— Work instructions —
Instruction for the entries that follow: retype exactly the lines from the line with "Target: red tile roof" to the line with "Target: floodlight pole", both included, and omit all others.

— Records provided —
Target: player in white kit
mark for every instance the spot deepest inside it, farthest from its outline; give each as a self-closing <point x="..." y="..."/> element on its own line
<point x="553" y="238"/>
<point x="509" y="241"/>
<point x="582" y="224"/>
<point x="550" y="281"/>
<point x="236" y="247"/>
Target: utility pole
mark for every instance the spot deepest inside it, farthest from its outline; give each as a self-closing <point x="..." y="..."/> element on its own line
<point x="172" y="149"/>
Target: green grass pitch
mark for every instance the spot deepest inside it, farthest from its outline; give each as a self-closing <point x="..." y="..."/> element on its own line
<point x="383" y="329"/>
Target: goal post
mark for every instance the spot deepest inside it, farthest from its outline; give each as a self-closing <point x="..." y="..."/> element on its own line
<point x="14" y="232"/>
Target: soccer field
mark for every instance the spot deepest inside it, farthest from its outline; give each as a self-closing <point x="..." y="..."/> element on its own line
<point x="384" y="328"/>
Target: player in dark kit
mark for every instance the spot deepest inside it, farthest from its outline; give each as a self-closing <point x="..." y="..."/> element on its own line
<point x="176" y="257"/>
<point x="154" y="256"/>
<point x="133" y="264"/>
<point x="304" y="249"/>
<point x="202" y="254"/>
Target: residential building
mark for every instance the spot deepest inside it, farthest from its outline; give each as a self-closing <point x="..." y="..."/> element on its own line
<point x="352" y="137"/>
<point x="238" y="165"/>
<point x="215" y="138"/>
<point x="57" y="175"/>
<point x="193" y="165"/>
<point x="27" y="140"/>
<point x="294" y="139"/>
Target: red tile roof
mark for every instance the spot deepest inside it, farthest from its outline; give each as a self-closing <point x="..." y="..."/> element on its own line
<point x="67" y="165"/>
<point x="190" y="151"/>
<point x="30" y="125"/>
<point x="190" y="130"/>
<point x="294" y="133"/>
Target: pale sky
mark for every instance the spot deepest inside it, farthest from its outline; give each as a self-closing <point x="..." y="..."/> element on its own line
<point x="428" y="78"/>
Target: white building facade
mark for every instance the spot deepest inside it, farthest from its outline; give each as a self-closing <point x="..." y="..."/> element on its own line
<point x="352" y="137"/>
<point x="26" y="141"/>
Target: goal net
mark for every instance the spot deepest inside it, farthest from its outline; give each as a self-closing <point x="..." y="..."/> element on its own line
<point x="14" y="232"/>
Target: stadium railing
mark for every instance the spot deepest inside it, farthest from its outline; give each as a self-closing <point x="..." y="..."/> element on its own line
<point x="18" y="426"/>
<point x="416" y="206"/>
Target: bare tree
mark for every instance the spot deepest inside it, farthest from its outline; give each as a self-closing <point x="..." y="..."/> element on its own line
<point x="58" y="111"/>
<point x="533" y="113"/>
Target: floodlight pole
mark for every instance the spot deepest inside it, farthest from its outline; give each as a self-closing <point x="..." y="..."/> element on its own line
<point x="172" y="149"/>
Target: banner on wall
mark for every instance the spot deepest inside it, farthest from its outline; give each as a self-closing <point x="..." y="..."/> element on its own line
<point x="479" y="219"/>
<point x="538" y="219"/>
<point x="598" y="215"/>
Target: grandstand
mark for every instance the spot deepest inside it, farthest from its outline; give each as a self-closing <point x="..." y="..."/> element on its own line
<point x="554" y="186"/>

— Result of this exercise —
Target: red tile roof
mark for every instance the spot deepest inside it, farthest from its outline; give each as a self-closing <point x="..." y="..."/> element on its own line
<point x="67" y="165"/>
<point x="190" y="151"/>
<point x="30" y="125"/>
<point x="190" y="130"/>
<point x="294" y="133"/>
Target: pale sky
mark for every instance the spot deepest inside it, farthest from its outline; give each as a self-closing <point x="..." y="..."/> element on its own line
<point x="428" y="78"/>
Target: white building facade
mark for every instance the spot deepest inside it, farthest from its outline; give each as a self-closing <point x="..." y="..."/> element on its own line
<point x="352" y="137"/>
<point x="26" y="141"/>
Target: goal net
mark for every instance the spot deepest inside it, farthest from its outline; give each as a self-closing <point x="..." y="..."/> element on its own line
<point x="14" y="232"/>
Target: stadium railing
mark for every instance the spot deepest inside it, farthest from its outline; give each as a self-closing <point x="..." y="..."/> element on its own line
<point x="18" y="426"/>
<point x="416" y="206"/>
Target: bare tree
mark for every instance the spot deepest inside it, farthest from its outline; give each as a self-closing <point x="..." y="..."/> element on its own line
<point x="58" y="111"/>
<point x="533" y="113"/>
Target: floodlight pole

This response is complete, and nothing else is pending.